● **THE INPUT**
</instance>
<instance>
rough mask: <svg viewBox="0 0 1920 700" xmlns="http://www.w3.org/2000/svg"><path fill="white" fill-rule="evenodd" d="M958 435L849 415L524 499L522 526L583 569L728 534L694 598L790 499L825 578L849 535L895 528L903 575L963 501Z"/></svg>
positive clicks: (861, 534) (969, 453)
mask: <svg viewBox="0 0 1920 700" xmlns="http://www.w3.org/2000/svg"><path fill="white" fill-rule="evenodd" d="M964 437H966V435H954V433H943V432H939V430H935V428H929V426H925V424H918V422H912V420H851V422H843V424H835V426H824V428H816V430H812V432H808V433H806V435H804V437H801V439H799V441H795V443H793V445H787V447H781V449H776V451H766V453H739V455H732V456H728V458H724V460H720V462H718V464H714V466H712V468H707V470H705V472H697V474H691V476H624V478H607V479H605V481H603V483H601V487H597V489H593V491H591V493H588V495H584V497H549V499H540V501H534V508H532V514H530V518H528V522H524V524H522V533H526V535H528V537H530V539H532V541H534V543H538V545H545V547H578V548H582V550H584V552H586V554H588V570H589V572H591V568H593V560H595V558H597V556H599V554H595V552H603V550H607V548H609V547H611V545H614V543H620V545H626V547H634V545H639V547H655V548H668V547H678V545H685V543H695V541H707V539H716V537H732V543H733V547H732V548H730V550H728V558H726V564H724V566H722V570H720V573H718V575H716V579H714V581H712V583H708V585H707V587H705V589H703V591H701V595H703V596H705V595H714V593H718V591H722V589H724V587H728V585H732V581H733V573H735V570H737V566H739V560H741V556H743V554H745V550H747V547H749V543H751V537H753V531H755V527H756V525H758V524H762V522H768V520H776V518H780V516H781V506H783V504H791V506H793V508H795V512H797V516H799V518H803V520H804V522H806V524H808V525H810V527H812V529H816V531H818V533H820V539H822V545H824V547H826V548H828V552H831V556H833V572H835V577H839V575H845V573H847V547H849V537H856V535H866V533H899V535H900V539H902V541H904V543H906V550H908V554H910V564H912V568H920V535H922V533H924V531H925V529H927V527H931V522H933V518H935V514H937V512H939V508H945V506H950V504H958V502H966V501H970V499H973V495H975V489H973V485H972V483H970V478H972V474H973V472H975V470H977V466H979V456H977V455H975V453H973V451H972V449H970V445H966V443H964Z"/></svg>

● **AIM OF THE TASK**
Could you rewrite the listing above with "rough mask" swapped for "coarse mask" and everything else left unchanged?

● **SOLUTION TO THIS PROBLEM**
</instance>
<instance>
coarse mask: <svg viewBox="0 0 1920 700" xmlns="http://www.w3.org/2000/svg"><path fill="white" fill-rule="evenodd" d="M958 435L849 415L524 499L522 526L583 569L728 534L694 598L790 499L825 578L849 535L895 528L903 575L963 501Z"/></svg>
positive clicks: (861, 534) (969, 453)
mask: <svg viewBox="0 0 1920 700" xmlns="http://www.w3.org/2000/svg"><path fill="white" fill-rule="evenodd" d="M964 437H966V435H954V433H943V432H939V430H935V428H929V426H925V424H918V422H912V420H851V422H843V424H835V426H824V428H816V430H812V432H808V433H806V435H804V437H801V439H799V441H795V443H793V445H787V447H781V449H776V451H766V453H739V455H732V456H728V458H724V460H720V462H718V464H714V466H712V468H707V470H705V472H697V474H691V476H624V478H607V479H605V481H603V483H601V487H597V489H593V491H591V493H588V495H584V497H549V499H540V501H534V508H532V514H530V518H528V522H524V524H522V533H526V535H528V537H530V539H532V541H534V543H538V545H545V547H578V548H582V550H584V552H586V554H588V570H589V572H591V568H593V560H595V558H597V556H599V554H595V552H603V550H607V548H609V547H611V545H614V543H620V545H626V547H634V545H639V547H655V548H668V547H678V545H685V543H695V541H707V539H716V537H732V543H733V547H732V548H730V550H728V558H726V564H724V566H722V570H720V573H718V575H716V579H714V581H712V583H708V585H707V587H705V589H703V591H701V595H703V596H705V595H714V593H718V591H722V589H724V587H728V585H732V581H733V573H735V570H737V566H739V560H741V556H743V554H745V550H747V547H749V543H751V537H753V531H755V527H756V525H758V524H762V522H768V520H776V518H780V516H781V506H783V504H791V506H793V508H795V512H797V516H799V518H803V520H804V522H806V524H808V525H810V527H812V529H816V531H818V533H820V539H822V545H824V547H826V548H828V552H831V556H833V572H835V577H839V575H845V573H847V547H849V537H856V535H866V533H899V535H900V539H902V541H904V543H906V550H908V554H910V564H912V568H920V535H922V533H924V531H925V529H927V527H931V522H933V518H935V514H937V512H939V508H945V506H950V504H958V502H966V501H970V499H973V495H975V489H973V485H972V483H970V478H972V474H973V472H975V470H977V466H979V456H977V455H975V453H973V451H972V449H970V445H966V443H964Z"/></svg>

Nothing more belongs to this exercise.